# [GIVEN INSTRUCTION]
Starting at the line that holds "[outline] closed anemone", copy every line exactly through the end of the data, and no others.
▶
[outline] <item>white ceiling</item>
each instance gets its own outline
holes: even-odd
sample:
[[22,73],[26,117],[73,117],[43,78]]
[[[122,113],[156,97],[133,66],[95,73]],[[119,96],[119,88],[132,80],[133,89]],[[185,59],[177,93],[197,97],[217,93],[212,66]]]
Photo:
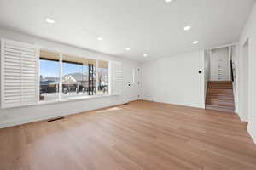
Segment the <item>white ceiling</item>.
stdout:
[[[236,42],[254,0],[0,0],[0,26],[145,60]],[[45,23],[46,17],[55,20]],[[192,29],[184,31],[185,26]],[[103,41],[96,38],[102,37]],[[197,45],[192,42],[198,40]],[[126,51],[125,48],[130,48]]]

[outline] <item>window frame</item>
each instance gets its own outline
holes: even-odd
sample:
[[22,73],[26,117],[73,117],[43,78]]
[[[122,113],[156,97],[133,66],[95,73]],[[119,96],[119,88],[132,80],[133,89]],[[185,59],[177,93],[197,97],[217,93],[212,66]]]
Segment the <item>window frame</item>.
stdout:
[[[83,99],[94,99],[94,98],[105,98],[105,97],[109,97],[112,96],[111,95],[111,92],[110,92],[110,87],[111,87],[111,82],[110,82],[110,60],[106,60],[106,59],[99,59],[96,57],[84,57],[81,55],[78,55],[78,54],[68,54],[68,53],[63,53],[63,52],[60,52],[60,51],[56,51],[56,50],[52,50],[47,48],[42,48],[42,47],[38,47],[38,105],[44,105],[44,104],[54,104],[54,103],[59,103],[59,102],[67,102],[67,101],[74,101],[74,100],[83,100]],[[60,63],[60,68],[59,68],[59,98],[55,100],[50,100],[50,101],[45,101],[45,100],[41,100],[39,99],[39,94],[40,94],[40,51],[44,50],[44,51],[47,51],[47,52],[50,52],[50,53],[56,53],[59,54],[59,63]],[[88,96],[88,95],[84,95],[84,96],[80,96],[79,98],[70,98],[70,99],[63,99],[62,98],[62,76],[63,76],[63,55],[68,55],[68,56],[73,56],[73,57],[78,57],[78,58],[82,58],[82,59],[86,59],[86,60],[93,60],[96,61],[96,65],[95,65],[95,71],[96,71],[96,94],[95,95],[91,95],[91,96]],[[98,62],[99,61],[106,61],[108,62],[108,94],[105,95],[99,95],[98,94],[98,89],[97,89],[97,86],[98,86]]]

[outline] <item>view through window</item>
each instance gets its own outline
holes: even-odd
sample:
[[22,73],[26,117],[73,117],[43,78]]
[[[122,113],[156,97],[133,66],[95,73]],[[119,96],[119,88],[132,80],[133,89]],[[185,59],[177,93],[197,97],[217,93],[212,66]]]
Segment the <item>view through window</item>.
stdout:
[[[96,94],[95,64],[96,60],[94,60],[68,55],[63,56],[61,95],[63,99]],[[92,74],[89,74],[90,66]]]
[[60,85],[59,54],[40,51],[40,94],[45,101],[59,99]]
[[40,101],[108,94],[108,61],[98,60],[96,70],[96,60],[65,54],[61,60],[60,54],[40,51]]
[[98,94],[108,94],[108,62],[98,61]]

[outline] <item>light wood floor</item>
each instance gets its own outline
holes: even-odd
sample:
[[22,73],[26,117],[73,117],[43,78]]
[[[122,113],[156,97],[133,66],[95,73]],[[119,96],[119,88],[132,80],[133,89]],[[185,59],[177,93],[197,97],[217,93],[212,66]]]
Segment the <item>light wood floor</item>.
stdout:
[[256,146],[235,114],[137,101],[0,129],[0,169],[251,170]]

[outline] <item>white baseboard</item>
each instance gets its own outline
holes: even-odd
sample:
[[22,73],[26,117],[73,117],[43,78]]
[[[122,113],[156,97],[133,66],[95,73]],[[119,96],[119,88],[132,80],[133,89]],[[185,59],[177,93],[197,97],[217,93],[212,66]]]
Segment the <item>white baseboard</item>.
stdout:
[[96,110],[96,109],[103,109],[103,108],[109,107],[109,106],[122,105],[123,103],[124,102],[118,102],[118,103],[115,103],[113,105],[106,105],[93,108],[90,110],[86,110],[86,109],[85,110],[84,109],[68,110],[65,112],[55,111],[54,113],[51,113],[50,115],[45,114],[43,116],[41,115],[41,116],[36,116],[27,117],[27,118],[23,118],[23,119],[12,120],[9,122],[0,122],[0,128],[9,128],[9,127],[14,127],[14,126],[17,126],[17,125],[21,125],[21,124],[26,124],[26,123],[34,122],[38,122],[38,121],[44,121],[44,120],[52,119],[52,118],[55,118],[55,117],[65,116],[68,116],[68,115],[73,115],[73,114],[82,113],[82,112],[85,112],[85,111],[90,111],[90,110]]
[[249,126],[249,124],[247,125],[247,132],[252,137],[254,144],[256,144],[256,132],[253,130],[253,128],[251,128],[251,126]]

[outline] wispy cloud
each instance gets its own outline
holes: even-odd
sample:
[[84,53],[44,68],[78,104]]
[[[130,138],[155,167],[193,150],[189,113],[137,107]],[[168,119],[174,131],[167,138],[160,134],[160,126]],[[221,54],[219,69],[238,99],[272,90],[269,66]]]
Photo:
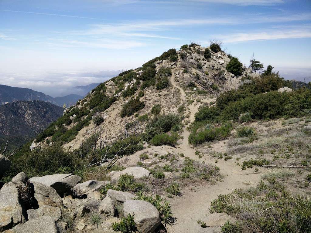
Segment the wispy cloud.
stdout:
[[99,19],[96,18],[92,18],[91,17],[85,17],[82,16],[77,16],[69,15],[60,15],[58,14],[50,14],[49,13],[43,13],[40,12],[32,12],[28,11],[12,11],[10,10],[4,10],[1,9],[0,11],[5,11],[9,12],[14,12],[19,13],[26,13],[26,14],[33,14],[36,15],[45,15],[53,16],[62,16],[65,17],[71,17],[72,18],[78,18],[81,19],[88,19],[93,20],[102,20],[101,19]]
[[269,6],[281,4],[284,0],[188,0],[189,2],[225,3],[239,6]]
[[300,29],[269,30],[262,31],[250,31],[230,34],[214,35],[224,42],[232,43],[250,40],[277,39],[311,38],[311,29],[308,27]]

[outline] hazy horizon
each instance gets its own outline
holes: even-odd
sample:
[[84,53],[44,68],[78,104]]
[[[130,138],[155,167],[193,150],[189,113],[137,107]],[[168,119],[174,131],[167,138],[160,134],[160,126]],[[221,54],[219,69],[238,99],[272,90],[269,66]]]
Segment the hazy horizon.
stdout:
[[206,47],[215,38],[246,66],[253,53],[287,79],[311,76],[309,1],[18,3],[0,2],[1,84],[56,96],[135,69],[170,48],[191,41]]

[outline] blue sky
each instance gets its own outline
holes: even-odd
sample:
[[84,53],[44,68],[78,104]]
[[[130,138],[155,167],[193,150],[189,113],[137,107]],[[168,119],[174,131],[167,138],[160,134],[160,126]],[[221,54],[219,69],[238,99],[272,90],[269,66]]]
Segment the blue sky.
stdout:
[[53,96],[214,38],[244,64],[253,53],[311,76],[309,0],[0,0],[0,21],[1,84]]

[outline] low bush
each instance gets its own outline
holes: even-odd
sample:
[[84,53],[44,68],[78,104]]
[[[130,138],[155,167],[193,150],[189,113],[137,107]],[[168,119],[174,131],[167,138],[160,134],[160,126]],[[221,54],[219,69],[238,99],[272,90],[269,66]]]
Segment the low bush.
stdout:
[[158,115],[161,112],[161,105],[155,104],[151,108],[150,113],[153,115]]
[[129,116],[135,112],[142,109],[145,107],[143,102],[139,101],[138,98],[132,99],[124,104],[122,107],[120,115],[122,117]]
[[230,134],[232,129],[232,126],[225,125],[203,130],[195,128],[189,135],[188,141],[190,144],[197,145],[216,139],[222,140]]
[[236,129],[237,136],[239,138],[247,137],[254,138],[256,137],[256,130],[249,126],[244,126]]
[[178,137],[175,135],[170,136],[167,134],[164,133],[156,135],[150,140],[150,143],[155,146],[167,145],[174,147],[178,139]]
[[211,58],[212,56],[211,51],[208,48],[207,48],[204,51],[204,57],[208,61]]

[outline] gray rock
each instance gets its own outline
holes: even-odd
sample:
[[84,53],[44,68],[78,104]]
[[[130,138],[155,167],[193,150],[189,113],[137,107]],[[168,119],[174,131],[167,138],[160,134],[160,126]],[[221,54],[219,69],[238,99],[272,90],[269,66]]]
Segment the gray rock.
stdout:
[[29,220],[38,218],[43,216],[49,216],[57,221],[61,218],[62,210],[59,207],[52,207],[44,205],[38,209],[30,209],[27,211]]
[[22,183],[25,183],[28,178],[25,172],[20,172],[15,176],[12,178],[12,182],[13,183],[17,184],[20,182]]
[[125,216],[134,215],[134,221],[138,231],[152,233],[161,223],[160,213],[151,204],[146,201],[129,200],[124,203]]
[[122,175],[128,174],[133,175],[135,180],[146,176],[149,176],[150,172],[143,167],[128,167],[124,170],[113,173],[112,176],[112,182],[115,182],[119,180],[120,176]]
[[281,87],[277,90],[279,92],[282,93],[283,92],[291,92],[293,91],[293,90],[290,88],[289,88],[287,87]]
[[53,207],[63,207],[62,199],[55,189],[41,183],[32,183],[35,190],[35,198],[39,207],[46,205]]
[[109,189],[107,191],[107,196],[113,200],[115,199],[117,201],[124,202],[127,200],[133,199],[136,196],[129,193],[126,192],[118,191]]
[[10,168],[11,161],[5,156],[0,154],[0,179]]
[[4,184],[0,190],[0,232],[25,221],[25,211],[15,184]]
[[114,204],[111,198],[106,197],[104,199],[98,208],[98,212],[106,216],[114,216]]
[[80,176],[71,173],[35,176],[29,179],[30,182],[38,182],[52,187],[60,195],[70,190],[81,180]]
[[59,233],[56,223],[53,218],[43,216],[30,220],[14,228],[15,233]]
[[83,217],[87,213],[90,212],[90,209],[84,205],[81,205],[77,212],[77,216],[79,217]]

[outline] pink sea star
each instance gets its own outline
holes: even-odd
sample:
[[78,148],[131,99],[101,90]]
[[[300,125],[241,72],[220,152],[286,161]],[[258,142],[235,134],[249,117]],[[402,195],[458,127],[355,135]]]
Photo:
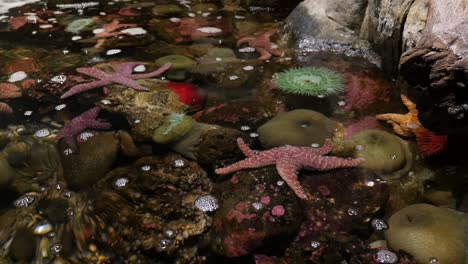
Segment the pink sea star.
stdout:
[[331,140],[327,139],[320,148],[282,146],[265,151],[254,151],[241,138],[237,139],[240,150],[246,159],[224,168],[217,169],[217,174],[228,174],[241,169],[260,168],[276,165],[279,175],[301,199],[308,199],[306,192],[297,179],[301,168],[313,170],[331,170],[335,168],[358,166],[362,159],[343,159],[323,156],[333,148]]
[[81,92],[88,91],[97,87],[102,87],[105,85],[110,85],[113,83],[121,84],[123,86],[133,88],[135,90],[147,91],[148,88],[139,85],[134,80],[158,76],[171,67],[170,63],[166,63],[161,68],[157,69],[156,71],[149,72],[149,73],[134,74],[133,68],[135,68],[137,65],[142,65],[142,64],[145,64],[145,63],[141,63],[141,62],[119,63],[113,66],[115,68],[114,73],[107,73],[95,67],[78,68],[76,69],[77,72],[92,76],[99,80],[75,85],[72,88],[70,88],[70,90],[68,90],[66,93],[64,93],[60,98],[64,99],[72,95],[75,95],[77,93],[81,93]]
[[85,129],[110,129],[111,124],[96,120],[101,108],[93,107],[81,115],[73,118],[66,124],[58,133],[56,139],[65,139],[67,145],[73,150],[77,149],[76,136],[83,132]]
[[270,37],[276,33],[276,30],[270,30],[263,33],[257,33],[256,37],[243,37],[237,41],[237,46],[247,43],[250,47],[254,48],[260,53],[259,60],[268,60],[272,55],[282,57],[284,52],[275,48],[270,41]]

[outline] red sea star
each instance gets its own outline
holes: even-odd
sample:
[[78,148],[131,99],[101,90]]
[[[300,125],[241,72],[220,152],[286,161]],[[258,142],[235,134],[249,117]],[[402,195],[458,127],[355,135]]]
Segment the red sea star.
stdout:
[[110,85],[113,83],[121,84],[130,88],[133,88],[135,90],[147,91],[148,88],[139,85],[134,80],[158,76],[171,67],[170,63],[166,63],[161,68],[157,69],[156,71],[149,72],[149,73],[134,74],[133,68],[135,68],[137,65],[142,65],[142,64],[145,64],[145,63],[142,63],[142,62],[119,63],[114,66],[115,68],[114,73],[107,73],[95,67],[78,68],[76,69],[77,72],[92,76],[99,80],[75,85],[72,88],[70,88],[70,90],[68,90],[66,93],[64,93],[60,98],[64,99],[72,95],[75,95],[77,93],[81,93],[81,92],[88,91],[97,87],[102,87],[105,85]]
[[327,139],[320,148],[282,146],[265,151],[254,151],[241,138],[237,139],[240,150],[246,159],[224,168],[216,169],[217,174],[228,174],[241,169],[260,168],[276,165],[279,175],[301,199],[308,199],[307,194],[297,179],[301,168],[313,170],[331,170],[336,168],[356,167],[362,159],[342,159],[323,156],[333,148],[331,140]]
[[65,142],[73,150],[77,150],[76,136],[83,132],[85,129],[109,129],[111,124],[96,120],[101,108],[93,107],[81,115],[73,118],[66,124],[58,133],[56,139],[65,139]]
[[272,55],[282,57],[284,52],[273,47],[270,37],[276,33],[276,30],[270,30],[264,33],[257,33],[257,37],[244,37],[237,41],[237,46],[242,43],[247,43],[250,47],[254,48],[260,53],[259,60],[268,60]]

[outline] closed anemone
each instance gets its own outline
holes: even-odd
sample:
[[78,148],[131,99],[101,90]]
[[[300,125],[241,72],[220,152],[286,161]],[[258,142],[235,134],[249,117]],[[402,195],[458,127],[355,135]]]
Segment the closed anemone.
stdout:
◀
# [CORRECT RESULT]
[outline] closed anemone
each instance gets its own outline
holes: even-odd
sample:
[[78,148],[131,99],[101,90]]
[[[300,125],[241,72],[220,152],[286,161]],[[258,142],[235,134],[249,117]],[[402,195],[458,127],[355,135]]]
Segment the closed anemone.
stdout:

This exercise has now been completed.